Bem mais acima no Zêzere, contudo, um outro local ganhou turistas com a seca deste inverno. A antiga aldeia do Vilar, em Pampilhosa da Serra, emergiu com a falta de água e pode ser agora vista ao longe e visitada de perto. Submersa em 1954, as casas de xisto tornaram-se uma atração e não faltam pessoas para a ver. Acontece o mesmo em Aceredo, na Galiza, mesmo junto à fronteira com Portugal, onde todos os dias centenas de espanhóis e portugueses se juntam entre as ruínas para visitar a velha aldeia agora completamente a descoberto, nas margens da barragem do Alto do Lindoso, no rio Minho, onde parece que a vida parou há 30 anos e uma fonte ainda jorra água.

São opostos de uma mesma realidade que se vive no nosso país. A seca extrema em Portugal mudou drasticamente o cenário junto a várias margens de rios e barragens do país. Onde se conseguia ver água até ao limite máximo, agora apenas correm pequenos riachos com tudo à volta seco. E sem previsão de que mude nos próximos meses, uma vez que não está prevista precipitação. Zonas turísticas podem ficar sem gente. Mas outras tornaram-se um novo tipo de atração: à medida que as barragens foram descendo, emergiram velhas ruínas de aldeias submersas, locais fantasma que muitos começaram a visitar.

▬▬▬▬▬▬

**Tarefas**
- A) Reescreve tudo desde "Bem mais acima" até "ainda jorra água." no texto sobre a seca, trocando "casas de xisto" por "casas de pedra".
- B) Segundo o texto sobre a seca, em que barragem se situa a velha aldeia de Aceredo?

**Dados**
▬▬▬▬▬▬

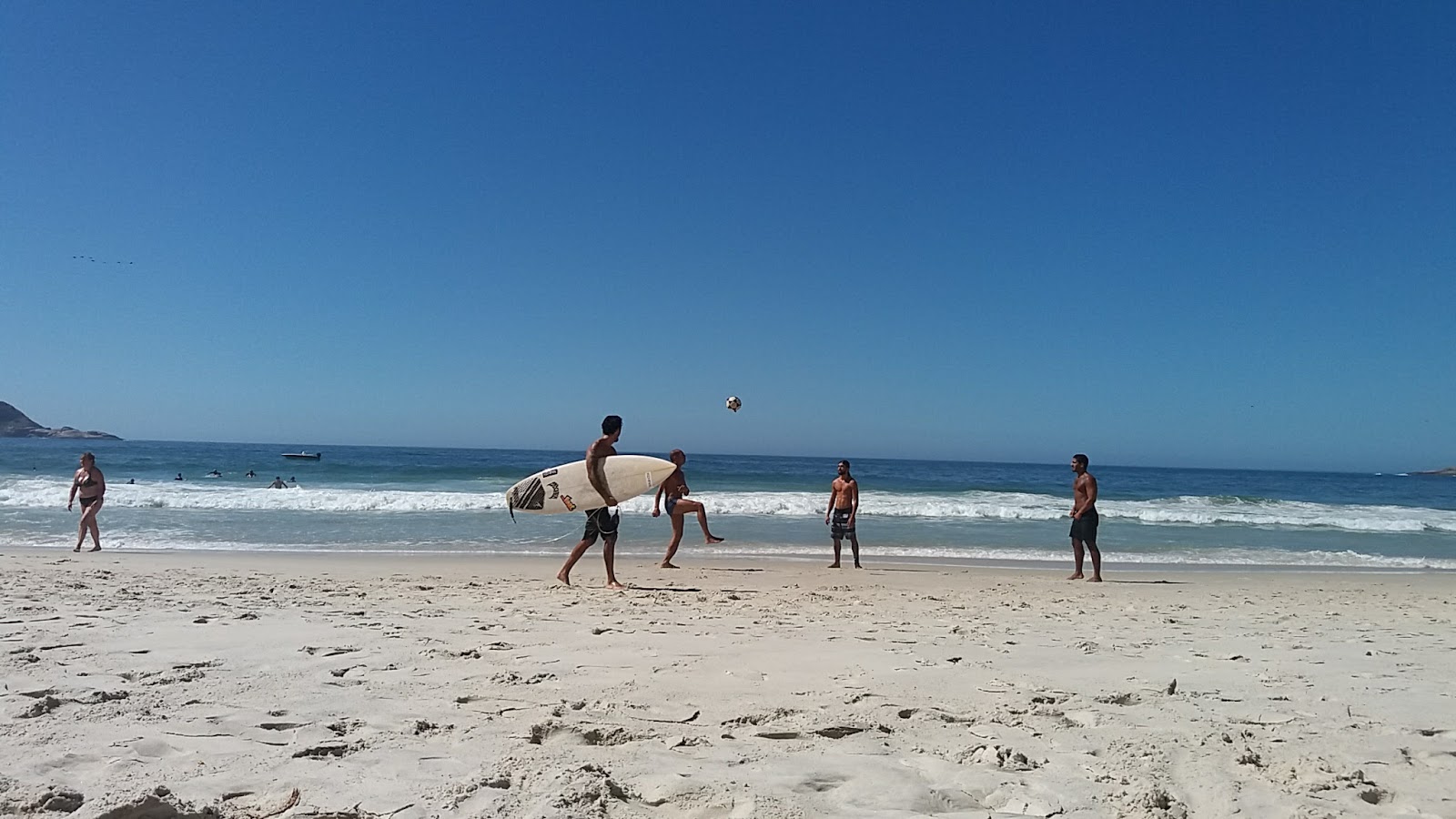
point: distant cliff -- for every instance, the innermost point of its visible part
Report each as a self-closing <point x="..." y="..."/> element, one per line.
<point x="15" y="424"/>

▬▬▬▬▬▬

**Respostas**
- A)
Bem mais acima no Zêzere, contudo, um outro local ganhou turistas com a seca deste inverno. A antiga aldeia do Vilar, em Pampilhosa da Serra, emergiu com a falta de água e pode ser agora vista ao longe e visitada de perto. Submersa em 1954, as casas de pedra tornaram-se uma atração e não faltam pessoas para a ver. Acontece o mesmo em Aceredo, na Galiza, mesmo junto à fronteira com Portugal, onde todos os dias centenas de espanhóis e portugueses se juntam entre as ruínas para visitar a velha aldeia agora completamente a descoberto, nas margens da barragem do Alto do Lindoso, no rio Minho, onde parece que a vida parou há 30 anos e uma fonte ainda jorra água.

- B) Nas margens da barragem do Alto do Lindoso, no rio Minho.